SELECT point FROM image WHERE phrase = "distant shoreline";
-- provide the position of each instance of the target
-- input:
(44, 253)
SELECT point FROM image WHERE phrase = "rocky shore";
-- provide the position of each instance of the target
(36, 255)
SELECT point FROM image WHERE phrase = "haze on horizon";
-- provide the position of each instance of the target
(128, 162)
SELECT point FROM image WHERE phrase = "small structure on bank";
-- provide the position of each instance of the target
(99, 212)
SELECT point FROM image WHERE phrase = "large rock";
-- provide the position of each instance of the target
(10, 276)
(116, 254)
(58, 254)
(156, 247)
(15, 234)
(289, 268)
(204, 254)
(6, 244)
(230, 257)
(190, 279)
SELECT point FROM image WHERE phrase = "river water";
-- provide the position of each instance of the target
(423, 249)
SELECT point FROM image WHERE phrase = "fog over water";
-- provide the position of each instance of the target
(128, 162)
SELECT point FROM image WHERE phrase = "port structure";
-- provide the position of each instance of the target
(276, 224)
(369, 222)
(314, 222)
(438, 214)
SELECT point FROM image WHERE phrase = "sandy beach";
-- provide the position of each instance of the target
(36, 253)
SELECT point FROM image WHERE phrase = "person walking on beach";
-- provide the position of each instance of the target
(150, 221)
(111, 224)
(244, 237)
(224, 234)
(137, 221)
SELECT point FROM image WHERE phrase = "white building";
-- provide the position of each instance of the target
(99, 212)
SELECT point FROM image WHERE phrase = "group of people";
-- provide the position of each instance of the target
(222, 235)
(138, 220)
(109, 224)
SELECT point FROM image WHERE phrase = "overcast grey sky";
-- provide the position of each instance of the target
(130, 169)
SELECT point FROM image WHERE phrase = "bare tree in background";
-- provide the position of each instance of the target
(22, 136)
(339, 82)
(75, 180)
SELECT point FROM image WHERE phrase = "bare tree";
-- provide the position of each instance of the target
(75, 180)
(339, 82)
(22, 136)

——

§ **WRITTEN EXERCISE**
Return each entry from the material above exactly as it appears.

§ **ANSWER BELOW**
SELECT point FROM image WHERE phrase = "distant shoreline";
-- provide the position of each instance of the target
-- input:
(44, 253)
SELECT point FROM image WHERE phrase = "rocky shore";
-- provide the position of each instance of the target
(36, 255)
SELECT point FROM image WHERE phrase = "haze on horizon";
-- provide the position of each instance of the target
(128, 162)
SELECT point FROM image WHERE phrase = "small structure on bank";
-- provide the position of each instance of the target
(99, 212)
SELECT point FROM image WHERE phrase = "large rock";
-- provide the position of each instance of the target
(10, 276)
(116, 254)
(58, 254)
(156, 247)
(15, 234)
(289, 268)
(204, 254)
(6, 244)
(230, 257)
(190, 279)
SELECT point FROM image WHERE phrase = "river water";
-- provide the position of each instance of the target
(423, 249)
SELECT point FROM image WHERE phrase = "fog over water";
-- provide the position of each instance of the target
(128, 162)
SELECT point FROM image WHERE phrase = "port structure";
-- provide the position of each instance of the target
(276, 224)
(369, 222)
(314, 222)
(438, 214)
SELECT point FROM image WHERE phrase = "sandy beach";
-- provide the position of each instance of the target
(36, 253)
SELECT point FROM image WHERE phrase = "person walking on beach";
-- provide the position of each instance of the target
(150, 221)
(111, 224)
(244, 237)
(224, 234)
(137, 221)
SELECT point FROM image WHERE phrase = "white building";
-- provide the position of each instance of the target
(99, 212)
SELECT point FROM image WHERE phrase = "group of people";
-- provide the position of each instance of the target
(222, 235)
(138, 220)
(109, 224)
SELECT point FROM image WHERE phrase = "overcast grey sky";
-- provide the position of each instance of the target
(130, 169)
SELECT point FROM image WHERE phrase = "bare tree in background";
-- provide the position of each instance of the target
(22, 136)
(339, 82)
(75, 180)
SELECT point FROM image WHERE phrase = "bare tree";
-- provide the position of each instance of the target
(75, 180)
(339, 82)
(22, 136)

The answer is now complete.